### WORK TASK
Here is a block of records. Copy every line in it that includes "blonde".

### EXTRACTED RECORDS
*****

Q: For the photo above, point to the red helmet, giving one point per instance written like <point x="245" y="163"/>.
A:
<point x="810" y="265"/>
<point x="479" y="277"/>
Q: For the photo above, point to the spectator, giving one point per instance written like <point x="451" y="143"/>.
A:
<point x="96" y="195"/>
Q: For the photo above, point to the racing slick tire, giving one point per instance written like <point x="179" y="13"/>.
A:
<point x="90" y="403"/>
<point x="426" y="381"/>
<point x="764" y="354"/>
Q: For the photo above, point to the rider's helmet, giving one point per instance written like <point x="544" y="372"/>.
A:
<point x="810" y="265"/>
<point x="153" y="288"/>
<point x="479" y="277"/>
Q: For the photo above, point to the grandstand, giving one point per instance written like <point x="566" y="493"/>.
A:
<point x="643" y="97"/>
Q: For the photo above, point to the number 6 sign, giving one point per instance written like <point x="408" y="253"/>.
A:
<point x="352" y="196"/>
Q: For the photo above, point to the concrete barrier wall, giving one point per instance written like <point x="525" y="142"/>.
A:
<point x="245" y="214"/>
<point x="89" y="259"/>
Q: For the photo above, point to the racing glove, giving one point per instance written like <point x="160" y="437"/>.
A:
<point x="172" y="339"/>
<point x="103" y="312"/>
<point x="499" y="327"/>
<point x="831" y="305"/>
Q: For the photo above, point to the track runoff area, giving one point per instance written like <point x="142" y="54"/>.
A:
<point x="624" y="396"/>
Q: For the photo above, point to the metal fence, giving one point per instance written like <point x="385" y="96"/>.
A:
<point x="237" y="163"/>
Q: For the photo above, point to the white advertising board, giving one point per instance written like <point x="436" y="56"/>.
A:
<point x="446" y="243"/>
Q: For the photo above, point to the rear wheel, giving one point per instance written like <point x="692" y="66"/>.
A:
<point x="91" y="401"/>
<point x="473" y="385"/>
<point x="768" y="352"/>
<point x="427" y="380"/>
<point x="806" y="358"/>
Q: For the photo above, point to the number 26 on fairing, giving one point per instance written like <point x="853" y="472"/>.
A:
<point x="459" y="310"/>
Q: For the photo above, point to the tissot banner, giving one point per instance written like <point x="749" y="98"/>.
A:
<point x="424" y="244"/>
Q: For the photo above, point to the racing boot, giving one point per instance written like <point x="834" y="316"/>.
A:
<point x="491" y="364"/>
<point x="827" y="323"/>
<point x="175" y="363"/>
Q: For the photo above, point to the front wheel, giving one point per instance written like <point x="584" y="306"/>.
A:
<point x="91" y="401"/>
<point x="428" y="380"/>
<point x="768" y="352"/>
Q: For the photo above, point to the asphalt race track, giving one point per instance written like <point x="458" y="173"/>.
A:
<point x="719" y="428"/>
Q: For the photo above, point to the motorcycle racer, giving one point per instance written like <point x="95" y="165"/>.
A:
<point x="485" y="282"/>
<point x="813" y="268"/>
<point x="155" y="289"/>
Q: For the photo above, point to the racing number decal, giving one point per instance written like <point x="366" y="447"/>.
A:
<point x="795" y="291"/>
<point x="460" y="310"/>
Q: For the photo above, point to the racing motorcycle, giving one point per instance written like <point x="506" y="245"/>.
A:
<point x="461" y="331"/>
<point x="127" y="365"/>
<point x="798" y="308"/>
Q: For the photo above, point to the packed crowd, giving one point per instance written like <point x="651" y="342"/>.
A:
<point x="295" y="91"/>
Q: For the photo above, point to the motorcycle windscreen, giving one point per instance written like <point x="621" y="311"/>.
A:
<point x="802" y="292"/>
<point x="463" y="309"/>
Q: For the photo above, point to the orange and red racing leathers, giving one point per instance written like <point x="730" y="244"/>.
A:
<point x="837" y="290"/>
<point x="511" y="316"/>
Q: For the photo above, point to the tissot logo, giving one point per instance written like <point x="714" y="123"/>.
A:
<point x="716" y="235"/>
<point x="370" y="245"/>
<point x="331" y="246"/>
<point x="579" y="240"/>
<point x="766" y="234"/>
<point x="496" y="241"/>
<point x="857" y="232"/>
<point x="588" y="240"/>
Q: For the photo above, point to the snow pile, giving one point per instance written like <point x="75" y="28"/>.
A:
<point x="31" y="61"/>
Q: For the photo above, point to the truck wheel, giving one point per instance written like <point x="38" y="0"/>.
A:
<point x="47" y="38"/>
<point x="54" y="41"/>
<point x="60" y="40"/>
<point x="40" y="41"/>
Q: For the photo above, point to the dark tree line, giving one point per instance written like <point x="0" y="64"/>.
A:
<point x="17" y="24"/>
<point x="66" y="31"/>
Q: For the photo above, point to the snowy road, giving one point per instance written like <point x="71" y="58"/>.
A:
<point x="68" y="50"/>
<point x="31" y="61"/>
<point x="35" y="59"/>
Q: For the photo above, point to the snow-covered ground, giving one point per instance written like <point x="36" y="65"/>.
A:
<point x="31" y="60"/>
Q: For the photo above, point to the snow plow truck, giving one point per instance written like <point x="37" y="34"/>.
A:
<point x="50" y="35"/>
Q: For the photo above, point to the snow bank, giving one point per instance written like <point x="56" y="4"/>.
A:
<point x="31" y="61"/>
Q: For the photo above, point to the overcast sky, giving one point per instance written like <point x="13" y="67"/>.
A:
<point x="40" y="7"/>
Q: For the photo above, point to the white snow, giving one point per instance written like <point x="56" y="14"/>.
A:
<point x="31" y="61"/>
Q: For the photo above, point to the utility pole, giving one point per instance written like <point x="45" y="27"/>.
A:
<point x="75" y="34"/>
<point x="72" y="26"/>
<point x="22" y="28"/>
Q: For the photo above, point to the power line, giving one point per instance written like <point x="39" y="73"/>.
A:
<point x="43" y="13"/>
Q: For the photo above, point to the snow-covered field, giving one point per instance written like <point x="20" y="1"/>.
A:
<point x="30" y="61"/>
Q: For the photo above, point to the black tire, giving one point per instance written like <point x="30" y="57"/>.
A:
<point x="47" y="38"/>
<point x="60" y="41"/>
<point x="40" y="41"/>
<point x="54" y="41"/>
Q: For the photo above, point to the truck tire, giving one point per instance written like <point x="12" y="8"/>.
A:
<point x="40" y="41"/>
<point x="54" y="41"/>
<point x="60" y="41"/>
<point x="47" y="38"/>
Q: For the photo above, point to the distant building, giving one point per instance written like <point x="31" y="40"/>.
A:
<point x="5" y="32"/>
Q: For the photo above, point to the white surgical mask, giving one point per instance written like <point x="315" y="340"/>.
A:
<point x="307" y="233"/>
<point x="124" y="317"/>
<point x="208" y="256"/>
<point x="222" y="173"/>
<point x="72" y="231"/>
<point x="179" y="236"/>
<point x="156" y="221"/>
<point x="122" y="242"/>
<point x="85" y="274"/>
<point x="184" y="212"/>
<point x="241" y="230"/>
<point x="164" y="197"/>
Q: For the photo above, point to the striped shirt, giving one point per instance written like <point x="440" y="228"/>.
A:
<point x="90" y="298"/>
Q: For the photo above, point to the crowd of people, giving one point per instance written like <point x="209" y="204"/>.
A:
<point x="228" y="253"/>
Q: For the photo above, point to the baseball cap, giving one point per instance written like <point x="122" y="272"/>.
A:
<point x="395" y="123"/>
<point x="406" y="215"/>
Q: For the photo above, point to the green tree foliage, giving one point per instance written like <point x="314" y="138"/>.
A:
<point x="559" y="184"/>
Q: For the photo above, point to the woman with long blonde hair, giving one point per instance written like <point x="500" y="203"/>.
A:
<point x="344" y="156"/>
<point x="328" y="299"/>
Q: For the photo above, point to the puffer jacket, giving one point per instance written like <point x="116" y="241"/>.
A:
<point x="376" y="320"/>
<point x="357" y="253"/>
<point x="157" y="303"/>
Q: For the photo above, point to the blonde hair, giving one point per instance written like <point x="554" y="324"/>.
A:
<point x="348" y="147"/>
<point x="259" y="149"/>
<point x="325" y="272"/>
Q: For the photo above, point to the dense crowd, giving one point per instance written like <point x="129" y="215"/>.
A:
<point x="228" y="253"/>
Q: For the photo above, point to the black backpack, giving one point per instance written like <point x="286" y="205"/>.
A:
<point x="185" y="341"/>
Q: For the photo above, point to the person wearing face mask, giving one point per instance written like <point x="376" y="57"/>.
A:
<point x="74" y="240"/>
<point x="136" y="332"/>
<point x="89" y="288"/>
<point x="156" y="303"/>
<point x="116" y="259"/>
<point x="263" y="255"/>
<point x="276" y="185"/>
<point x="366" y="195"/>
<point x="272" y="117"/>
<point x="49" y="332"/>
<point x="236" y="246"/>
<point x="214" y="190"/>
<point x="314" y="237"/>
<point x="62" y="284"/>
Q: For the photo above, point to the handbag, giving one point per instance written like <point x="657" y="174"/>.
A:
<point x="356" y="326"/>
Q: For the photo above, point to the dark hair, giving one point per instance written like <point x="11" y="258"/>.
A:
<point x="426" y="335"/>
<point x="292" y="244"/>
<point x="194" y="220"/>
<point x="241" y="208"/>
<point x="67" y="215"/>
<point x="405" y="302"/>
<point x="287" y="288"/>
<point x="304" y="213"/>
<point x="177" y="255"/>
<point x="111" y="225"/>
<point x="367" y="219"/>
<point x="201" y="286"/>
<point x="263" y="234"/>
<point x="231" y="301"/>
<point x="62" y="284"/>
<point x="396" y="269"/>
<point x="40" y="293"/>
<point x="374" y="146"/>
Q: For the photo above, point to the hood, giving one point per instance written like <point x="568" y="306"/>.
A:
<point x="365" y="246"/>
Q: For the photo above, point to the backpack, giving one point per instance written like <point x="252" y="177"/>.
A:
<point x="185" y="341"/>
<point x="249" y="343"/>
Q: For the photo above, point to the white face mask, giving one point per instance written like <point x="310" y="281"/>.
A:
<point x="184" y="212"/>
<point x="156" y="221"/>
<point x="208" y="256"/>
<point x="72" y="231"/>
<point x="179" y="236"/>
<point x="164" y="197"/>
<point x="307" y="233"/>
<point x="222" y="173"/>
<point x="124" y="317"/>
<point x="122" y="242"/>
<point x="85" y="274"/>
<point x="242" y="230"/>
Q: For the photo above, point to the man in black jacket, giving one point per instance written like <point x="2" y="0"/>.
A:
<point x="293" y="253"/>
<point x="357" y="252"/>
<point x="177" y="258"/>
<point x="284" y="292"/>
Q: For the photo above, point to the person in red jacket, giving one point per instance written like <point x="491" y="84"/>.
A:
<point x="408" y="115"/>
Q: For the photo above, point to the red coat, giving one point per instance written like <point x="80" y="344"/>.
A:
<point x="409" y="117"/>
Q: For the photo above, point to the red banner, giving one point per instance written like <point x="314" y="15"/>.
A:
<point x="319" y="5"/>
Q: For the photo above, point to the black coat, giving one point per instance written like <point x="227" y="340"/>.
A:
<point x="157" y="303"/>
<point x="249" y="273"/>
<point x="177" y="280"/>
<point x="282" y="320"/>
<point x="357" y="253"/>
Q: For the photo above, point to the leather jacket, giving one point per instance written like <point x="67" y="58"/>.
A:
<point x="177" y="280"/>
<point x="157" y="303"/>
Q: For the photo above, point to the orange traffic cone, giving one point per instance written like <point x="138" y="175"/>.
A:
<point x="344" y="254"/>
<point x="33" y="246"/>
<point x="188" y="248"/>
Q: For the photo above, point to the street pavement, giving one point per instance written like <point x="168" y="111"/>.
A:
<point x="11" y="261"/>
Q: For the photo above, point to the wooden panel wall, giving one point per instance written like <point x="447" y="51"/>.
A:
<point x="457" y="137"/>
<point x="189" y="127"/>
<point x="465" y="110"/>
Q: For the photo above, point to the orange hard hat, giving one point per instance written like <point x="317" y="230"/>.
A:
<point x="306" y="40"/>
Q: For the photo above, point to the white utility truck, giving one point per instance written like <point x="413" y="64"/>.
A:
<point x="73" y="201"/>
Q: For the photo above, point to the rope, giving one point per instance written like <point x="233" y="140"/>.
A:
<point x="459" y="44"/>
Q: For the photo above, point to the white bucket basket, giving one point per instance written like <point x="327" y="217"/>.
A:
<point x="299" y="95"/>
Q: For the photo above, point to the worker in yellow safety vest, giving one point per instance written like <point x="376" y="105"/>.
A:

*****

### ANSWER TO THE PROBLEM
Q: For the photo above, point to the woman with long blonde hair, giving one point per instance written like <point x="500" y="203"/>.
Q: For the photo above, point to the blonde hair, giving one point per instance written like <point x="554" y="324"/>.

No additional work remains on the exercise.